_Texto selecionado_.
Em memória do Guerreiro Augusto Opë Kaingang

Disse Augusto Ope da Silva que compreendeu importância da luta ancestral pela terra em 1983. Augusto foi um importante líder kaingang dos nossos tempos. Num tempo em que muitas lideranças cooptadas pelo aparato colonial prejudicam seu povo, Augusto, pelo contrário é lembrado por seus Yambré e Kangré por sua sabedoria tranquila e suas palavras fortes.

Lembrava-nos Augusto que antes da invasão europeia os territórios de seu povo se estendia do sul do atual estado de São Paulo até o Rio Grande do Sul. Dizia-nos que a terra era fértil, havia caça e pesca em abundância, e que o meio em que viviam lhes dava tudo necessário para uma boa vida. Após cinco séculos de invasão dos fög os territórios kaingang foram reduzidos a retalhos, refúgios e fundões. O processo de colonização que exterminou 98% das populações indígenas, no entanto, não conseguiu acabar com os kaingang – cortou-se os galhos, ficaram as raízes – que voltaram a crescer em número e se organizarem entre si.

_Material fornecido_.
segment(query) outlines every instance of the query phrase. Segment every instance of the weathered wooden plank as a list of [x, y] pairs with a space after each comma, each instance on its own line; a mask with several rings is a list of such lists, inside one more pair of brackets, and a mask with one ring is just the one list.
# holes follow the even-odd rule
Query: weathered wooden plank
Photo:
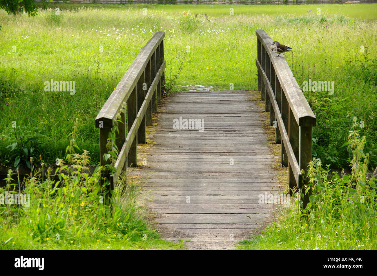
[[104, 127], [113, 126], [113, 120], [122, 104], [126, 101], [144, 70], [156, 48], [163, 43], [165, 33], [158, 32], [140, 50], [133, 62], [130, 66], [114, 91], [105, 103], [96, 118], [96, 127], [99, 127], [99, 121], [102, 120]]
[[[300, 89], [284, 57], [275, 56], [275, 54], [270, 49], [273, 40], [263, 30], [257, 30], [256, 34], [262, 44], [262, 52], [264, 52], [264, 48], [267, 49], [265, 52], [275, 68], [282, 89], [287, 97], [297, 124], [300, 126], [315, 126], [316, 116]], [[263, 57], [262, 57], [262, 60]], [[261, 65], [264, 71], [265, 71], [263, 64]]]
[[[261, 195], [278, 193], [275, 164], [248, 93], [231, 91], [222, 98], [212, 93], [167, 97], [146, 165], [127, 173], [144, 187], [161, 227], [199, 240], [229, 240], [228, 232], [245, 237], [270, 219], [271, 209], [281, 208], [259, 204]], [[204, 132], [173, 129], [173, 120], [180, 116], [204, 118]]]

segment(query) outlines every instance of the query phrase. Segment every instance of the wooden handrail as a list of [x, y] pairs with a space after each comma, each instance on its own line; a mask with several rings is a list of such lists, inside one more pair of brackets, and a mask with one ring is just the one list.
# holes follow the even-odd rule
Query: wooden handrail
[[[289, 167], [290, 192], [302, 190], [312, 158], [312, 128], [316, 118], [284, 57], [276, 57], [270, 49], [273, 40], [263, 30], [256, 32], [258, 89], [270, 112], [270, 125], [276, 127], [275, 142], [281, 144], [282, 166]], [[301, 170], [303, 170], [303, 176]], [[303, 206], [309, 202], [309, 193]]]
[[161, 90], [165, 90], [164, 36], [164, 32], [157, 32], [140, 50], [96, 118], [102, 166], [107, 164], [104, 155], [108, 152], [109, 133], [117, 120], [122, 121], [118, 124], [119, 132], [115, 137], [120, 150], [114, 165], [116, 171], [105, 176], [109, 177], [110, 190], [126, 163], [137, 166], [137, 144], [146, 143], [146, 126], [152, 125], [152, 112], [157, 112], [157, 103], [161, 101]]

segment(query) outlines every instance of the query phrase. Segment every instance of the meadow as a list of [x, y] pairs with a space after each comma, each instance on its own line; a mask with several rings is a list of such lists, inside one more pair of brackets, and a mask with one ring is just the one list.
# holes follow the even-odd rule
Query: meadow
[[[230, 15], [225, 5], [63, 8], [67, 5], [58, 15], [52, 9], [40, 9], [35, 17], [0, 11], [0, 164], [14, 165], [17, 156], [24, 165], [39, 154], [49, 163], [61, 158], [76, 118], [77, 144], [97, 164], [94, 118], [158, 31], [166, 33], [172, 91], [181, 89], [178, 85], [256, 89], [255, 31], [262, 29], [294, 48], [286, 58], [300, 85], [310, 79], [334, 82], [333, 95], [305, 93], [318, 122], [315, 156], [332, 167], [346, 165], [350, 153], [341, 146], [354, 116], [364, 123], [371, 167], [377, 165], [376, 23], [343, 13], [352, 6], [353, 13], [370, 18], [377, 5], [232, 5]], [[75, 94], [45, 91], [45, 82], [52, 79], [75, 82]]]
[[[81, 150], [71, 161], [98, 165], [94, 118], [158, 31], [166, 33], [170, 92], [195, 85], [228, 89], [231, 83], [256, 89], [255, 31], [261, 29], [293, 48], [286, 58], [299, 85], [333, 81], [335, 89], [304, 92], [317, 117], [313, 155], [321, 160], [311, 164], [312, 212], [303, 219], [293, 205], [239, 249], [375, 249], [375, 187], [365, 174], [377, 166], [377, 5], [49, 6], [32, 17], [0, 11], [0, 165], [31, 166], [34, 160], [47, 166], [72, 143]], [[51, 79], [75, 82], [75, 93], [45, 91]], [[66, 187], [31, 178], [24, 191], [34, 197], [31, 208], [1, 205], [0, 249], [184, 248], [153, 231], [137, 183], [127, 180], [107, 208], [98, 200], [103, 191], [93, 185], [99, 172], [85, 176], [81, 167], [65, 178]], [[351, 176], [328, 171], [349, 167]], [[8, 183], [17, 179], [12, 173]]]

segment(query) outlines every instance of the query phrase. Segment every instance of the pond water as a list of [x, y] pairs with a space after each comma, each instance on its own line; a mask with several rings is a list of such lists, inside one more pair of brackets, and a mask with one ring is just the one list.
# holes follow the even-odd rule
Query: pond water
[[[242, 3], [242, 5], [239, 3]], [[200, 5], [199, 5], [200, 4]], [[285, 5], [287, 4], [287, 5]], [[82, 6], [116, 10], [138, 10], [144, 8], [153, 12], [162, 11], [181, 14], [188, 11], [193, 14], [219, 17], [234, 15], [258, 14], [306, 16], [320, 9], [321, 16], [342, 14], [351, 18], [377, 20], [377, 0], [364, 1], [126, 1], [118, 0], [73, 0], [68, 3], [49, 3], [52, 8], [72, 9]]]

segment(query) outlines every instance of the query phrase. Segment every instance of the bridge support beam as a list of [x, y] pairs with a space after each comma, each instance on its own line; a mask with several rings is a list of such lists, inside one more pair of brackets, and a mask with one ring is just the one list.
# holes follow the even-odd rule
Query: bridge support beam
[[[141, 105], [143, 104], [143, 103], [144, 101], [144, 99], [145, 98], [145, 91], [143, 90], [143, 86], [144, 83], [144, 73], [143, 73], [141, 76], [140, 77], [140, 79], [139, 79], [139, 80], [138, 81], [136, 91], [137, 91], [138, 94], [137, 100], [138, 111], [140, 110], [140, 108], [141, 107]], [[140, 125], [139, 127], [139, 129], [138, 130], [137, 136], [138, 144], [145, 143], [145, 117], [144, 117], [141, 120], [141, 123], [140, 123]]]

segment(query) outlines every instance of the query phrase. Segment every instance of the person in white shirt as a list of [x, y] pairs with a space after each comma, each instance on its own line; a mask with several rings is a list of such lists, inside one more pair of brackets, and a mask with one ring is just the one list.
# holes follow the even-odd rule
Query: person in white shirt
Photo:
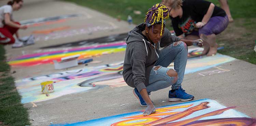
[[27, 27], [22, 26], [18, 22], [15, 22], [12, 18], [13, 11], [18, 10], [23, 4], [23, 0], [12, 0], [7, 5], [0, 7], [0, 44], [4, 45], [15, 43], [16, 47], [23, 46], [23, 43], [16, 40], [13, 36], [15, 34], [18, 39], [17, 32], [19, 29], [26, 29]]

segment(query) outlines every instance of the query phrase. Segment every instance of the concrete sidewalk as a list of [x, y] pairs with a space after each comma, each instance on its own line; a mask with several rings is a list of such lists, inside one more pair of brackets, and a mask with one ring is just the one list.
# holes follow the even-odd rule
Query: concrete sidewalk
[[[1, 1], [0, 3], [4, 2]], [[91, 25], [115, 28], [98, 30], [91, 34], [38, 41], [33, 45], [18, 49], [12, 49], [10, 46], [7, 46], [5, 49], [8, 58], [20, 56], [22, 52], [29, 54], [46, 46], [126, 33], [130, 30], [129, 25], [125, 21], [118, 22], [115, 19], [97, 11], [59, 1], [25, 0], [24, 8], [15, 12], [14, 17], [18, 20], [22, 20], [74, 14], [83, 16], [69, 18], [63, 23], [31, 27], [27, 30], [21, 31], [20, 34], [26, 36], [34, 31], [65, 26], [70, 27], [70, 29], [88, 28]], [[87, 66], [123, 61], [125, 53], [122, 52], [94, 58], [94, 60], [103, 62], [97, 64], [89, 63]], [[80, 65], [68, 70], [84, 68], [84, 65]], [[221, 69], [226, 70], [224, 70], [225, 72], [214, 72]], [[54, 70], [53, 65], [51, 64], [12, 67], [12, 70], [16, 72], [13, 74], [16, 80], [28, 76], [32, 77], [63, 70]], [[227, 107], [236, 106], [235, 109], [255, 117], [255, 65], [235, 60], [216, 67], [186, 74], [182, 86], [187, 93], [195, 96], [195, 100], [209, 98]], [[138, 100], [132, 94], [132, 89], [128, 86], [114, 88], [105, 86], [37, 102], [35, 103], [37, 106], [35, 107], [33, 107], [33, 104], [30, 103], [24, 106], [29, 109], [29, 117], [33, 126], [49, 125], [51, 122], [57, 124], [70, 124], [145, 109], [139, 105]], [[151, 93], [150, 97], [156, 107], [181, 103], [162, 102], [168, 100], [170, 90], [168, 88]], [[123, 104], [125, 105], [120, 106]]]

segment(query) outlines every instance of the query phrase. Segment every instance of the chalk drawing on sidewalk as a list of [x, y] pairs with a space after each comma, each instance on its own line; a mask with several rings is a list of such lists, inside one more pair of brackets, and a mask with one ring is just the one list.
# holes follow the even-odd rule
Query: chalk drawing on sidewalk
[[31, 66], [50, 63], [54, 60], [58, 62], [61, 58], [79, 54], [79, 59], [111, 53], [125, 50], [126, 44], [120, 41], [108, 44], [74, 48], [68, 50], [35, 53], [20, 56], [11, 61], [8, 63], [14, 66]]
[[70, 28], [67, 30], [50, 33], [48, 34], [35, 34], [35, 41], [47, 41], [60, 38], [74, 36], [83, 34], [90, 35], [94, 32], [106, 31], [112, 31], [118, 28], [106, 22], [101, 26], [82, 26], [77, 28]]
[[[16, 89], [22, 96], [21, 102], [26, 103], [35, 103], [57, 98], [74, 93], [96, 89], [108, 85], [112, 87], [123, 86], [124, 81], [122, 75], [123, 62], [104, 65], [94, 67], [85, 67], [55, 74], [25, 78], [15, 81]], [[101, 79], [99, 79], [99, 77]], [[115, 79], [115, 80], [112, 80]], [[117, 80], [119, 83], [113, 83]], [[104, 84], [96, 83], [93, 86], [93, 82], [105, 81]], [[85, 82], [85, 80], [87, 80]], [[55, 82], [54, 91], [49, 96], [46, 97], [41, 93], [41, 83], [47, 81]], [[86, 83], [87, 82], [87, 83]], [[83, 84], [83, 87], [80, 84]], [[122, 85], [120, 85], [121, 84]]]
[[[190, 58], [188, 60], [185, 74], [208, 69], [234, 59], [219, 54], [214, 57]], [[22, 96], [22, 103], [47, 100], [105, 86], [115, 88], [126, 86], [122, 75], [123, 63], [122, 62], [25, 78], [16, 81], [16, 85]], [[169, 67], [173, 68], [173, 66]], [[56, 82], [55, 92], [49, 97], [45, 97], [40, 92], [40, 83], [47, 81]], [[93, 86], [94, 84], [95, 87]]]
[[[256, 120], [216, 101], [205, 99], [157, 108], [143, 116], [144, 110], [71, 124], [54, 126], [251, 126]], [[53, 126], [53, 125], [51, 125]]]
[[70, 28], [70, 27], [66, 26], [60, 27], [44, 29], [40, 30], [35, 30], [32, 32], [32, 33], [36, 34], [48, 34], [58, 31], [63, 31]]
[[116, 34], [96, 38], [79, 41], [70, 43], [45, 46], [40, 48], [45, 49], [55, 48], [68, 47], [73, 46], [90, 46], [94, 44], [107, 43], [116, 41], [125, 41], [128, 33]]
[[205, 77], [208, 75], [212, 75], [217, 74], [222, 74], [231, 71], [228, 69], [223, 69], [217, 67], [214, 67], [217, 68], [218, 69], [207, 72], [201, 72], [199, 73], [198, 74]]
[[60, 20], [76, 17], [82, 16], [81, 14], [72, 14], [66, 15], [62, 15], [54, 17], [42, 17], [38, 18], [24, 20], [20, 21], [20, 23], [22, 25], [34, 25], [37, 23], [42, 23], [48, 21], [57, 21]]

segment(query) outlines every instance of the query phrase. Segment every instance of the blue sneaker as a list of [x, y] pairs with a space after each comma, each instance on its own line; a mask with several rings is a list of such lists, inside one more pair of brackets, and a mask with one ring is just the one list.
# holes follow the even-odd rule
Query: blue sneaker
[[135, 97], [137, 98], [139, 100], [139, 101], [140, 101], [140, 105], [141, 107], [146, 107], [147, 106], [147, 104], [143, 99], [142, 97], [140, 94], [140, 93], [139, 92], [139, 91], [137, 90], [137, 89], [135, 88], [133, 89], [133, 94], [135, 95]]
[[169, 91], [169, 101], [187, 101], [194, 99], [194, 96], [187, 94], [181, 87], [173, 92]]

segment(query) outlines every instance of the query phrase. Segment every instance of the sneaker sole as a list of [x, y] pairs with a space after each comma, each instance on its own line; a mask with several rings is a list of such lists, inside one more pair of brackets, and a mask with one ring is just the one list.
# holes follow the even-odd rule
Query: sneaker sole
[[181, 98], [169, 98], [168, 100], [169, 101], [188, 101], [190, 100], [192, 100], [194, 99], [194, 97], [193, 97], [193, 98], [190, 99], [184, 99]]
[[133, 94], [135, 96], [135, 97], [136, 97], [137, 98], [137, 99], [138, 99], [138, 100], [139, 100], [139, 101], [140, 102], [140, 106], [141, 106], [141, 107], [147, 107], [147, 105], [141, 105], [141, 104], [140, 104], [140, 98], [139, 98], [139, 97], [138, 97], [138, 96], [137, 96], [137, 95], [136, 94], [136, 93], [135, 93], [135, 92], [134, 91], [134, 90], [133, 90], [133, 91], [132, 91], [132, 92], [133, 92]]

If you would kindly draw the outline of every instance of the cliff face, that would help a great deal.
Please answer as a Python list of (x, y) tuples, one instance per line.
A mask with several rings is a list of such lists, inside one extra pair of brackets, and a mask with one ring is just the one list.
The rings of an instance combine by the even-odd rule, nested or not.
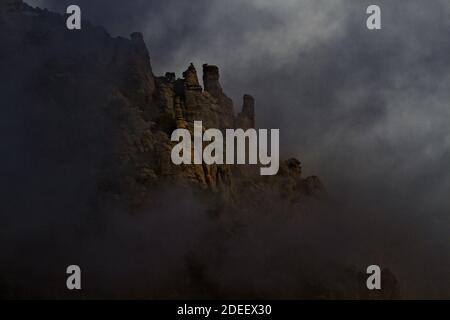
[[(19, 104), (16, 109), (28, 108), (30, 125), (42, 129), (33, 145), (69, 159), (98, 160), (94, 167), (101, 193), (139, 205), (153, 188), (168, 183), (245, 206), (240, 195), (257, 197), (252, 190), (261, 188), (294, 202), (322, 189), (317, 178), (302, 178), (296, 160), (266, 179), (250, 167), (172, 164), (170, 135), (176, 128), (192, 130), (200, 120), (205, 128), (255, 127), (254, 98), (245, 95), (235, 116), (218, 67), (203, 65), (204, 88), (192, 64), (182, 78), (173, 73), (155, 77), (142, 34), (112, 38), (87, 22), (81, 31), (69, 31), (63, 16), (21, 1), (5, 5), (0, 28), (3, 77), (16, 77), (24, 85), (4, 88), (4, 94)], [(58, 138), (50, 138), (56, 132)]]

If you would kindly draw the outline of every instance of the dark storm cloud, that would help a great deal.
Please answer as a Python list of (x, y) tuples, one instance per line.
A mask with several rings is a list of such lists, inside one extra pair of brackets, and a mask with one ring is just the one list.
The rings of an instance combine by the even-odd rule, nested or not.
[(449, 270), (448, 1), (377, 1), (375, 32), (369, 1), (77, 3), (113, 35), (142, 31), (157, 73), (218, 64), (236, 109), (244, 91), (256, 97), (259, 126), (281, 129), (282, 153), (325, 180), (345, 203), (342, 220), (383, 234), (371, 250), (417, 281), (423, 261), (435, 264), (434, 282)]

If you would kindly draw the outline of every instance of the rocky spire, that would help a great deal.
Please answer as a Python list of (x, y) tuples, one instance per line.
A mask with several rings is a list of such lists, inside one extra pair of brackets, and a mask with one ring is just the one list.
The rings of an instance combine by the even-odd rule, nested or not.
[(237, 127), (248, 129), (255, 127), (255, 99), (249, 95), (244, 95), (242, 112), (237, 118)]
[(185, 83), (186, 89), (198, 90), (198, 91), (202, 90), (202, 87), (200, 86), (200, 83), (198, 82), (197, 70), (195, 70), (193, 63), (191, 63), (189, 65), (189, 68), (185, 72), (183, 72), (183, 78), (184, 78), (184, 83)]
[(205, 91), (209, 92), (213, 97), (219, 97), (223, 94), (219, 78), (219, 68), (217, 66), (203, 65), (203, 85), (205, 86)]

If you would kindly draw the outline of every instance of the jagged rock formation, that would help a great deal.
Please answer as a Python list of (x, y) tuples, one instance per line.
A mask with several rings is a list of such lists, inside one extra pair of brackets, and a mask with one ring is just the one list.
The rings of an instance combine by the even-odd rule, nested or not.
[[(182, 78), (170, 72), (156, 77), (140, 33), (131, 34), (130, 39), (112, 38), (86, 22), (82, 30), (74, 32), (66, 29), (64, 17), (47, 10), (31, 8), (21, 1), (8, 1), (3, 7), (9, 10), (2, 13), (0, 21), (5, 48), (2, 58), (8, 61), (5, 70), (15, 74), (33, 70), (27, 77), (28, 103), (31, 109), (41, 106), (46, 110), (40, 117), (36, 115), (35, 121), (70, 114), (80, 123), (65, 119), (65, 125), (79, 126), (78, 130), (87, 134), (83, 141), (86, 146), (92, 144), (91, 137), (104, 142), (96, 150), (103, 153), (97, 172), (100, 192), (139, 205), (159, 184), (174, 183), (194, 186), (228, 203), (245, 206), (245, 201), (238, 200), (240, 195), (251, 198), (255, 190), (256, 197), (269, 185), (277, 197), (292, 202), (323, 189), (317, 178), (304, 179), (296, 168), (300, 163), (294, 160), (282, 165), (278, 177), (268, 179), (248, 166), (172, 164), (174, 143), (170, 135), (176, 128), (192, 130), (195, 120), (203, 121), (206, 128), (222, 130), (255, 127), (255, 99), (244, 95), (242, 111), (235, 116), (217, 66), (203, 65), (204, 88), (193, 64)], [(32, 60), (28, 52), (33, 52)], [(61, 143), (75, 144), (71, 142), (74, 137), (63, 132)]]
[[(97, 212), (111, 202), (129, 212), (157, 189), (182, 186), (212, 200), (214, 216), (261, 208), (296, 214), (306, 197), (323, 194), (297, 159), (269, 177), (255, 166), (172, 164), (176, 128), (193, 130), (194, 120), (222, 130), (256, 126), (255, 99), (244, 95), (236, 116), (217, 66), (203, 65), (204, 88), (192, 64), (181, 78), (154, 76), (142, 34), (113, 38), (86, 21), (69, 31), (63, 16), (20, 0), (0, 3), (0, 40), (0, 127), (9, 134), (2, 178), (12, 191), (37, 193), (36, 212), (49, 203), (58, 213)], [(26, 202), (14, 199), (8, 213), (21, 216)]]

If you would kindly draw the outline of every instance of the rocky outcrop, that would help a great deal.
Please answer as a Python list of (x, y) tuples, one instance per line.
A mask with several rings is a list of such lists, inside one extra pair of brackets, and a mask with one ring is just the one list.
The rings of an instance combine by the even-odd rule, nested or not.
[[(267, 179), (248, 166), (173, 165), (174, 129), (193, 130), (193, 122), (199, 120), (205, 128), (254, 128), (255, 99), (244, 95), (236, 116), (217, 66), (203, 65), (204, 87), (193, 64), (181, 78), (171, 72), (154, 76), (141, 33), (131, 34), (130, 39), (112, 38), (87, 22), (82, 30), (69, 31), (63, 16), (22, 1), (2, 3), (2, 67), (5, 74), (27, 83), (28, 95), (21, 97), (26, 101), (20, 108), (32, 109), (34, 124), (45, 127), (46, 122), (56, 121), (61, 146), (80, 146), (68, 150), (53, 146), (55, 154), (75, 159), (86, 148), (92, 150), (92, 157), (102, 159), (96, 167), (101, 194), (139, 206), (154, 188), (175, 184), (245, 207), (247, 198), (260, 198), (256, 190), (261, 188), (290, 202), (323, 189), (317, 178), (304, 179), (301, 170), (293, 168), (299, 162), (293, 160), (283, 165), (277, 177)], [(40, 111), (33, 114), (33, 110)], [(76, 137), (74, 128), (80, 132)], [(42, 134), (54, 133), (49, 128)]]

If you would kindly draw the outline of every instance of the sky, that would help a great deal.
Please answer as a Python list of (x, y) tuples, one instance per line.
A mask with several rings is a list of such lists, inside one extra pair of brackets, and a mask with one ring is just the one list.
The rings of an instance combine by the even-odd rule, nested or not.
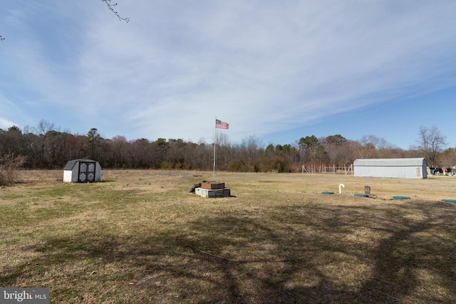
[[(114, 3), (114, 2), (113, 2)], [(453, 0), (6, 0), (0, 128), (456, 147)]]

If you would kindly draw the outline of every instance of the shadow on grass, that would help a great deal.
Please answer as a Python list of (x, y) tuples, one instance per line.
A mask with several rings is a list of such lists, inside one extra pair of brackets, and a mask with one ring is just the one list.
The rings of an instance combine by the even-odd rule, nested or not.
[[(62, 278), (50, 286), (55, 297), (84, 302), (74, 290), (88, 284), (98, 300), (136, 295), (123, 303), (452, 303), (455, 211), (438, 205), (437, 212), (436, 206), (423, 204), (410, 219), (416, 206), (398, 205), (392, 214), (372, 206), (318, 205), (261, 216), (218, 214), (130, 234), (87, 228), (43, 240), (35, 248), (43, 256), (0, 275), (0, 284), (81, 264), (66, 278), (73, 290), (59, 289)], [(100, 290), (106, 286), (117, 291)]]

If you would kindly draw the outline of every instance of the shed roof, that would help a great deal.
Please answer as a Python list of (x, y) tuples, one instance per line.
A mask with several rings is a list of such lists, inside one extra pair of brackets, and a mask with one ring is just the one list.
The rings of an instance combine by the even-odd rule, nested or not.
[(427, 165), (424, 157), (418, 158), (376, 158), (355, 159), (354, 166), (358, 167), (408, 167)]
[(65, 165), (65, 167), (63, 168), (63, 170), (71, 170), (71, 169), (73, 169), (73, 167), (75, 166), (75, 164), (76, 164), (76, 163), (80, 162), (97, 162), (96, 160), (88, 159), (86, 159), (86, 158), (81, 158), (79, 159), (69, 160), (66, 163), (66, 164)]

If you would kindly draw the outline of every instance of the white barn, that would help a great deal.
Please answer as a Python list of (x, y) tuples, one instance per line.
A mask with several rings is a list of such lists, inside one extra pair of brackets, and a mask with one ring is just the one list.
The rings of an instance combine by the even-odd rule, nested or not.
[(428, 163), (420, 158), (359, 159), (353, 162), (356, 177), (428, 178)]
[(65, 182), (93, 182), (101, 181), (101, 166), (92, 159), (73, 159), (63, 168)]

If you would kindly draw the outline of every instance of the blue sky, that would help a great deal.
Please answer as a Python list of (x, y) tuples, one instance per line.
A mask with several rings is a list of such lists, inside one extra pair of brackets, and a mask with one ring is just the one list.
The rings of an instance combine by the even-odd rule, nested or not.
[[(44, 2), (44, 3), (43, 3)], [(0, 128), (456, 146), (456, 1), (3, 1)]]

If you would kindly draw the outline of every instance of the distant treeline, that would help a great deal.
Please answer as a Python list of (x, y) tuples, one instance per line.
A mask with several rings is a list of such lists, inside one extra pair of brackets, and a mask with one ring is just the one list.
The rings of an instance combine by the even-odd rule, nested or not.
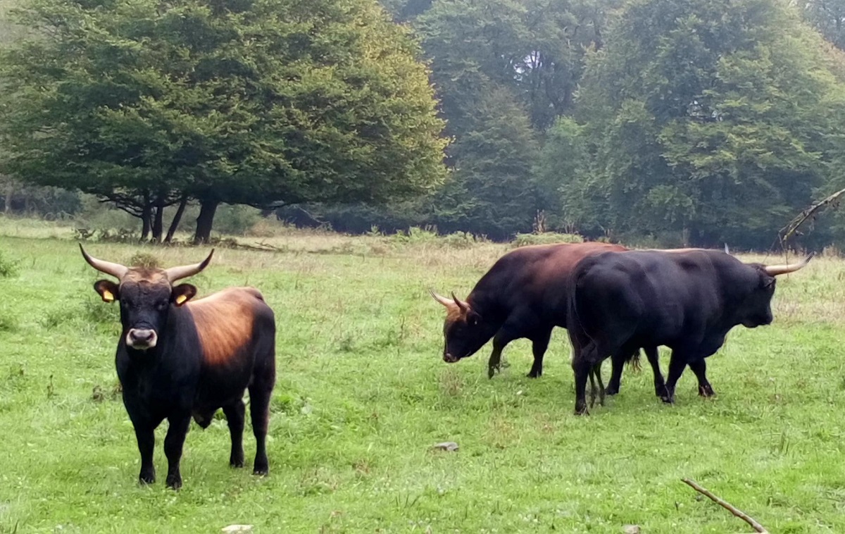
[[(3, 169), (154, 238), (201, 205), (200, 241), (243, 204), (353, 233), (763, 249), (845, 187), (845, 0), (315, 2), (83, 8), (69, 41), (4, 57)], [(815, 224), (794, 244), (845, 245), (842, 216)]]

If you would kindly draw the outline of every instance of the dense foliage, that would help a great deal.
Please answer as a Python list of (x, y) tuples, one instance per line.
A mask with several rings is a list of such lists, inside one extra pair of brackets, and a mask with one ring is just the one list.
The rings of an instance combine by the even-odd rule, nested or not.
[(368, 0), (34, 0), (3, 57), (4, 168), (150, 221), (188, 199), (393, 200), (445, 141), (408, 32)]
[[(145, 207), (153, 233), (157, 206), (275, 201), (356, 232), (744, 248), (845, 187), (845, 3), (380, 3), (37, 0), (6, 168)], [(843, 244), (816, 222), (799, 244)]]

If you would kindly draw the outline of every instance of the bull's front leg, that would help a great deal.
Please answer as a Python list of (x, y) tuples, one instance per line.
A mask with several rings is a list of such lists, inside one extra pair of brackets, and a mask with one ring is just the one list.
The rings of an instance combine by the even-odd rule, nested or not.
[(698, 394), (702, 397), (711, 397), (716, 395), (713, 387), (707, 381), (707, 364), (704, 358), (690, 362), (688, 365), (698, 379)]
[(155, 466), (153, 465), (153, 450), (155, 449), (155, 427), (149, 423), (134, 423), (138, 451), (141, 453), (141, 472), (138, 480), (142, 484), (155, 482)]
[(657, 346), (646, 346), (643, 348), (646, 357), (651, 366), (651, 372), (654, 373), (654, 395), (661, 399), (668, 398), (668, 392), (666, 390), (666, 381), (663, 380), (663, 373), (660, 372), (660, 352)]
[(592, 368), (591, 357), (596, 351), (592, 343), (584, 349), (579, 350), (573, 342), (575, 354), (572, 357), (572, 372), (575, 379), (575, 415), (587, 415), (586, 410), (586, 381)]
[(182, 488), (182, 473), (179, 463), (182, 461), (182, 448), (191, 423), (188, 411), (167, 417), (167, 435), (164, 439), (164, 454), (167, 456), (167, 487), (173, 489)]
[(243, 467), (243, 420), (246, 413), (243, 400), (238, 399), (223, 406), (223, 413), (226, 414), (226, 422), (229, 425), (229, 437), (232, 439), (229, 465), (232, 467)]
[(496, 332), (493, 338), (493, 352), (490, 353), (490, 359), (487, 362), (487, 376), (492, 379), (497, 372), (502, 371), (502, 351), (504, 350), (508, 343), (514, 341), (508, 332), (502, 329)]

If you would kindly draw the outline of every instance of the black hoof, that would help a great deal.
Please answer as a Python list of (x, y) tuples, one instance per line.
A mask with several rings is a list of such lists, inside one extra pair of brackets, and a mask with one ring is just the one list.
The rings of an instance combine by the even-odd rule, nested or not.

_Instruções_.
1. Segundo o texto sobre Augusto Opë Kaingang, por que ele é lembrado pelos seus Yambré e Kangré? Responda em uma ou duas frases.
2. Prossiga com o texto sobre Augusto Opë Kaingang a partir do ponto em que ele termina.

_Respostas dos exercícios_.
1. Ele é lembrado pela sua sabedoria tranquila e pelas suas palavras fortes. Ao contrário de muitas lideranças cooptadas pelo aparato colonial, ele não prejudicou seu povo.

2.
Em 1985 Augusto se envolveu na luta pela retomada da terra kaingang de Iraí, que então estava na mão de colonos ali assentados por décadas, pelas políticas antiindígenas do estado brasileiro. Após iludir as populações indígenas com promessas e truques legais como a lei de terras que criou marcos e divisas das terras indígenas para o confinamento, o estado brasileiro decidiu assentar colonos nas terras kaingang em uma espécie de reforma agrária dentro destas terras, fazendo com que em 1962, muitas populações acabassem em desgraça.

Após um período de articulação, cansados das armadilhas estatais, os Kaingang  “sobreviventes do massacre feito no passado” partiram para a ação direta, expulsaram os colonos das terras usurpada de seus ancestrais, refutando a política etnocida que transformava seus territórios em pequenos aldeamentos.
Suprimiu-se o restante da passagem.